Problem description:
Rewrite the data below, changing each occurrence of "macaron" to "cookie" and keeping everything else the same.

........

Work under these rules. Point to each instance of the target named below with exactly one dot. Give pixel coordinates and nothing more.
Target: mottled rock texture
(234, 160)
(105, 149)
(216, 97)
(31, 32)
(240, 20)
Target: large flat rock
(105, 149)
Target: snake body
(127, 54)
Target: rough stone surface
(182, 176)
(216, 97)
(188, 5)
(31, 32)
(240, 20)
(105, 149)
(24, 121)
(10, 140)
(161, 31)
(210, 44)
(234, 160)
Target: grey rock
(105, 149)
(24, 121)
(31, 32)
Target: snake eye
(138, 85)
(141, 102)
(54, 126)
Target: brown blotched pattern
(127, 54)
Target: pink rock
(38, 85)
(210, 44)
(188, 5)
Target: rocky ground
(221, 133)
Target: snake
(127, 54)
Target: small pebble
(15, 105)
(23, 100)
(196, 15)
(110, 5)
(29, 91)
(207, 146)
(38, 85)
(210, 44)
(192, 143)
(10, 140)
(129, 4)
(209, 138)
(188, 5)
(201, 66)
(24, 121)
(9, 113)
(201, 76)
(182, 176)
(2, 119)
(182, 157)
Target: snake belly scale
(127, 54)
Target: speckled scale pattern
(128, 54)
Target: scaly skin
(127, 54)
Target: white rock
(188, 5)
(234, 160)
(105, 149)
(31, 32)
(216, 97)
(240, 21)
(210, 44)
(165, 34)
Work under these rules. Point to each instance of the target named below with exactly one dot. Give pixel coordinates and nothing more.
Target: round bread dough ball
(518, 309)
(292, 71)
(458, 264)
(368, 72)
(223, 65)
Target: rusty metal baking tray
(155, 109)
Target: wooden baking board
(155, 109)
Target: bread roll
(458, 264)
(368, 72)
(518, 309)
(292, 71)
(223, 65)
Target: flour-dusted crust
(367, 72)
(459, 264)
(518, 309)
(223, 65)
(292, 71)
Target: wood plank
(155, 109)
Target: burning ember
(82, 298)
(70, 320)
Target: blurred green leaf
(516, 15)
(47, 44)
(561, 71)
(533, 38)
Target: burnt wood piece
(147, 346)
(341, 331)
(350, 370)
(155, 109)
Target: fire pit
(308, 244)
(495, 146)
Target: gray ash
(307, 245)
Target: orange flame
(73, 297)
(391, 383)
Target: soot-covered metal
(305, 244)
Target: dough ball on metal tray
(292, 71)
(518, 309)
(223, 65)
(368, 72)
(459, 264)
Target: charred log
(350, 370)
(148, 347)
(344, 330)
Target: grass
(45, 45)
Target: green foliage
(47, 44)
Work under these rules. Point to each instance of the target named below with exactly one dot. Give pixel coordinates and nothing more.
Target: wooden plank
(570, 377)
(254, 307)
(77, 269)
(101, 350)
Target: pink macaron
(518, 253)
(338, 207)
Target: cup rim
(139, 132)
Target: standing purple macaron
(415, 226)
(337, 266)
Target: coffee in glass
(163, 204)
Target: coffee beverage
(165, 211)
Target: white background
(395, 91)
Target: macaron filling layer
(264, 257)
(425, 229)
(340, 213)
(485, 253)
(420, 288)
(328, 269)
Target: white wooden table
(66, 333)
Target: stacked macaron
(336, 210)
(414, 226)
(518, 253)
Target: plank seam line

........

Solved problem:
Work under these rules. Point to each instance of the target named below with exactly one dot. Give pixel coordinates and nothing more.
Target: mottled rock texture
(234, 160)
(105, 149)
(216, 97)
(31, 32)
(240, 20)
Target: large flat rock
(105, 149)
Target: snake body
(127, 54)
Target: rough stone surface
(182, 176)
(216, 97)
(188, 5)
(31, 32)
(240, 20)
(105, 149)
(24, 121)
(10, 140)
(161, 31)
(210, 44)
(234, 160)
Target: grey rock
(105, 149)
(24, 121)
(31, 32)
Target: snake eye
(138, 85)
(141, 102)
(54, 126)
Target: brown blotched pattern
(127, 54)
Target: pink rock
(38, 85)
(210, 44)
(188, 5)
Target: rocky ground
(221, 133)
Target: snake
(127, 54)
Target: small pebble
(15, 105)
(23, 100)
(196, 15)
(110, 5)
(29, 91)
(207, 146)
(38, 85)
(210, 44)
(192, 143)
(10, 140)
(129, 4)
(209, 138)
(188, 5)
(201, 66)
(24, 121)
(9, 113)
(201, 76)
(182, 176)
(2, 119)
(182, 157)
Target: snake belly scale
(127, 54)
Target: speckled scale pattern
(128, 54)
Target: scaly skin
(127, 54)
Target: white rock
(188, 5)
(234, 160)
(105, 149)
(31, 32)
(216, 97)
(240, 21)
(210, 44)
(165, 34)
Work under these rules. Point to each instance of the target named below with exactly one dot. Give pixel coordinates and nothing more.
Target: round bread dough ball
(518, 309)
(292, 71)
(458, 264)
(368, 72)
(223, 65)
Target: rusty metal baking tray
(155, 109)
Target: wooden baking board
(155, 109)
Target: bread roll
(458, 264)
(368, 72)
(518, 309)
(292, 71)
(223, 65)
Target: flour-dusted crust
(367, 72)
(459, 264)
(518, 309)
(223, 65)
(292, 71)
Target: wood plank
(155, 109)
Target: burning ember
(82, 298)
(70, 320)
Target: blurred green leaf
(516, 15)
(47, 44)
(561, 71)
(533, 38)
Target: burnt wood piece
(147, 346)
(341, 331)
(350, 370)
(155, 109)
Target: fire pit
(308, 244)
(495, 146)
Target: gray ash
(307, 245)
Target: orange flame
(73, 297)
(391, 383)
Target: soot-covered metal
(305, 244)
Target: dough ball on metal tray
(292, 71)
(518, 309)
(223, 65)
(368, 72)
(459, 264)
Target: charred log
(350, 370)
(148, 347)
(344, 330)
Target: grass
(45, 45)
Target: green foliage
(47, 44)
Work under these rules. Point to each instance of the target named below with exactly one dot. Give pixel coordinates and nothing more.
Target: wooden plank
(570, 377)
(254, 307)
(77, 269)
(101, 350)
Target: pink cookie
(518, 253)
(338, 207)
Target: cup rim
(139, 132)
Target: standing purple cookie
(415, 226)
(337, 266)
Target: coffee in glass
(163, 204)
Target: coffee beverage
(165, 211)
Target: white background
(395, 91)
Target: cookie filling layer
(264, 257)
(425, 229)
(340, 213)
(485, 253)
(420, 288)
(328, 269)
Target: white wooden table
(66, 333)
Target: stacked cookie
(336, 210)
(414, 226)
(518, 253)
Target: plank seam line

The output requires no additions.